RECORDS FOR THIS EXERCISE Block Start

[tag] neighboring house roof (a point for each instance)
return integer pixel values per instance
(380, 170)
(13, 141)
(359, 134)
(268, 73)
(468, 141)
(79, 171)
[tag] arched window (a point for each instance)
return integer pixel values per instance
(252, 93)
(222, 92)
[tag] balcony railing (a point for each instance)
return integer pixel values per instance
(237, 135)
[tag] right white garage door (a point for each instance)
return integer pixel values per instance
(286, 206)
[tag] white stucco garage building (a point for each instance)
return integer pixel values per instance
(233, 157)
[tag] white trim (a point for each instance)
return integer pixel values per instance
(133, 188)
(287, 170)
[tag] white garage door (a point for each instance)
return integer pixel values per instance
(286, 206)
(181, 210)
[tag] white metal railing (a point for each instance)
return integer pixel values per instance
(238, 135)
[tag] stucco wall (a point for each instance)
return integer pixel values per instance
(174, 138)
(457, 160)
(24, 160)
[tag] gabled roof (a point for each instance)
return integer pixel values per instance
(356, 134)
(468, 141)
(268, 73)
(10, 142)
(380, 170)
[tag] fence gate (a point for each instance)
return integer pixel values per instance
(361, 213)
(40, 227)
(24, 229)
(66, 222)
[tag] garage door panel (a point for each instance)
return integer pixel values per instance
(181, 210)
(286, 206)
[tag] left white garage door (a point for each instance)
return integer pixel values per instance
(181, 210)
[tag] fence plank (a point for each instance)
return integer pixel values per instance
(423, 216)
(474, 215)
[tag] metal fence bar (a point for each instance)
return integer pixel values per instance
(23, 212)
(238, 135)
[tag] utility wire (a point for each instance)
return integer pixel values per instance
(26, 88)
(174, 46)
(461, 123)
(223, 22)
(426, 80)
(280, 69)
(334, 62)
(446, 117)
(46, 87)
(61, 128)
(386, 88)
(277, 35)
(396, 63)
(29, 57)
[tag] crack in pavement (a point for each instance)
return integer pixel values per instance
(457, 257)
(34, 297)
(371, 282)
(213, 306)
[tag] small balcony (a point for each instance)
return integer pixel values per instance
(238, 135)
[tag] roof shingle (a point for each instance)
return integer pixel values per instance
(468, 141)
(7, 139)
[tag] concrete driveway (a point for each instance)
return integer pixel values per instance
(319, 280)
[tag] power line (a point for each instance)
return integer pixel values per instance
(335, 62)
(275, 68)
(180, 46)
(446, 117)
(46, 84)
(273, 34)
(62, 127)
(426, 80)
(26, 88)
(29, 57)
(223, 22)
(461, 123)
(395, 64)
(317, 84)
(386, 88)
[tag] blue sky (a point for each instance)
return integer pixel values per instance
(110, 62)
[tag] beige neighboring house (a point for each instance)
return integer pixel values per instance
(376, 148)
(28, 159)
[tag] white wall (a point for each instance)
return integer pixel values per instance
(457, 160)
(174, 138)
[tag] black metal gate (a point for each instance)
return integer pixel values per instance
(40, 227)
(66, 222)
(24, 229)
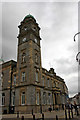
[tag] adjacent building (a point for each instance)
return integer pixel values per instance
(25, 84)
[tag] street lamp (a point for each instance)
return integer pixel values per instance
(78, 60)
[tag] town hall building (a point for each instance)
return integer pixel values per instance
(26, 85)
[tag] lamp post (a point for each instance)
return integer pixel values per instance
(78, 60)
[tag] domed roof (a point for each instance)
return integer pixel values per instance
(29, 16)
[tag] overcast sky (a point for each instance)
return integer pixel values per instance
(59, 23)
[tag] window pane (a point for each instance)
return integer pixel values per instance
(14, 80)
(23, 76)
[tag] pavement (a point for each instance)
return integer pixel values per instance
(54, 115)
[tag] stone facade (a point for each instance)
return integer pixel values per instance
(25, 84)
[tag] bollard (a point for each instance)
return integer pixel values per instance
(32, 111)
(72, 112)
(69, 113)
(56, 117)
(33, 117)
(65, 114)
(17, 114)
(22, 118)
(42, 116)
(77, 113)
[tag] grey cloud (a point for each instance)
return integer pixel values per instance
(54, 20)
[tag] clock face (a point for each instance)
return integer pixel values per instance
(35, 40)
(24, 39)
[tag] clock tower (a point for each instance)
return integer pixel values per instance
(29, 53)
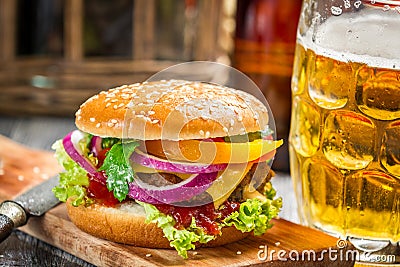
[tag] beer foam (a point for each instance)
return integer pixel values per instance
(368, 38)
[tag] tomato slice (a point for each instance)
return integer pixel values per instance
(209, 152)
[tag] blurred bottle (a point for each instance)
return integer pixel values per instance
(264, 48)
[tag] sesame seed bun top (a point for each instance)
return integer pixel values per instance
(171, 110)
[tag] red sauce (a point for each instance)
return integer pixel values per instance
(205, 216)
(100, 193)
(102, 156)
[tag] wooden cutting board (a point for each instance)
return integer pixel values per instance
(283, 245)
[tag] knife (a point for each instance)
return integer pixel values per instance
(34, 202)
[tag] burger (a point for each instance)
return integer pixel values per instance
(169, 163)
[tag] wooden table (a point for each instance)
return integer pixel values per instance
(21, 249)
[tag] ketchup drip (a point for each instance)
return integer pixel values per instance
(206, 216)
(97, 190)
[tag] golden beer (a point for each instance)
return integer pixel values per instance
(345, 127)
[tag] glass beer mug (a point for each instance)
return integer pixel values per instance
(345, 125)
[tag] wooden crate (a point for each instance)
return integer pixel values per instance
(57, 85)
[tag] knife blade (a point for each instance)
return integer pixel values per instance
(34, 202)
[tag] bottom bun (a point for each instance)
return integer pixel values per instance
(126, 224)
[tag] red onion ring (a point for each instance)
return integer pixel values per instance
(70, 143)
(182, 191)
(150, 161)
(95, 145)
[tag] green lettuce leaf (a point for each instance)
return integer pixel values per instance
(182, 240)
(119, 172)
(255, 215)
(73, 180)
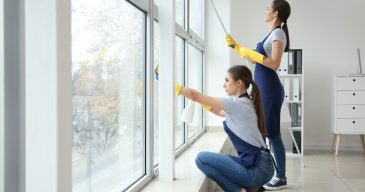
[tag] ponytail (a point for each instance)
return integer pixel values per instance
(285, 29)
(241, 72)
(255, 96)
(283, 9)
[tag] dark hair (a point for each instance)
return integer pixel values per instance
(283, 9)
(241, 72)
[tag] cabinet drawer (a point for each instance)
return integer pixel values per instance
(350, 111)
(350, 83)
(350, 125)
(350, 97)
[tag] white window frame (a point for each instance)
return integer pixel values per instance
(2, 130)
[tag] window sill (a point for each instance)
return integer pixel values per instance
(188, 176)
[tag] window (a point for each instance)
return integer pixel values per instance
(195, 81)
(196, 17)
(179, 101)
(155, 93)
(108, 58)
(180, 12)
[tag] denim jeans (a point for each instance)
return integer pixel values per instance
(279, 154)
(232, 176)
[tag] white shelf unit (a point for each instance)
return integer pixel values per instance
(349, 116)
(291, 74)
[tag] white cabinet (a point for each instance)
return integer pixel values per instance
(349, 116)
(291, 74)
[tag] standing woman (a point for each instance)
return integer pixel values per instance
(244, 124)
(268, 58)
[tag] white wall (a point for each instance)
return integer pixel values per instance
(216, 55)
(329, 32)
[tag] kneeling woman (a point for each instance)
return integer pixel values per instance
(245, 127)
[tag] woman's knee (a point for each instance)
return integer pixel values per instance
(203, 158)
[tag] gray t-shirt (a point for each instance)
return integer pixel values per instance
(276, 35)
(241, 119)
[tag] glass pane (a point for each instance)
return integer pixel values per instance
(180, 12)
(179, 101)
(195, 81)
(108, 55)
(196, 17)
(155, 91)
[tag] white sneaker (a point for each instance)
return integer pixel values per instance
(275, 184)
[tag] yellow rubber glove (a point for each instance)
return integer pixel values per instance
(243, 51)
(178, 88)
(206, 107)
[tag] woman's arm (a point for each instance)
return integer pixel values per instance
(276, 54)
(215, 103)
(220, 113)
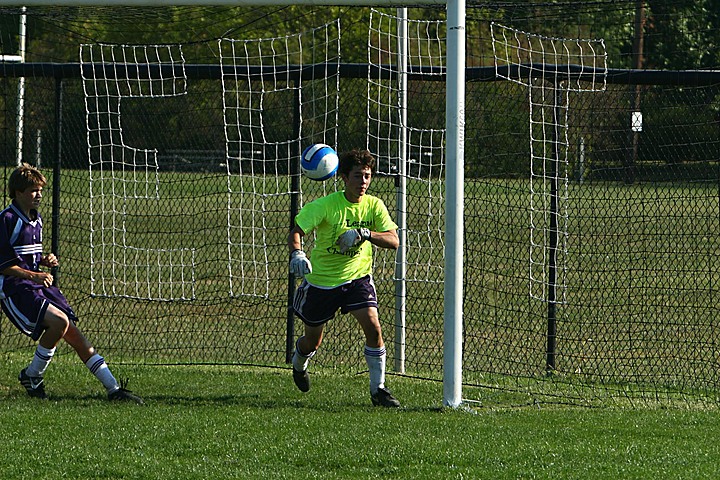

RECORDS FOR THIS EXERCISE Block End

# PROBLEM DESCRIPTION
Please copy every line of the data that carries the string "cabinet".

# ANSWER TO THIS TASK
[tag] cabinet drawer (a point for each instance)
[tag] white cabinet (a point for each instance)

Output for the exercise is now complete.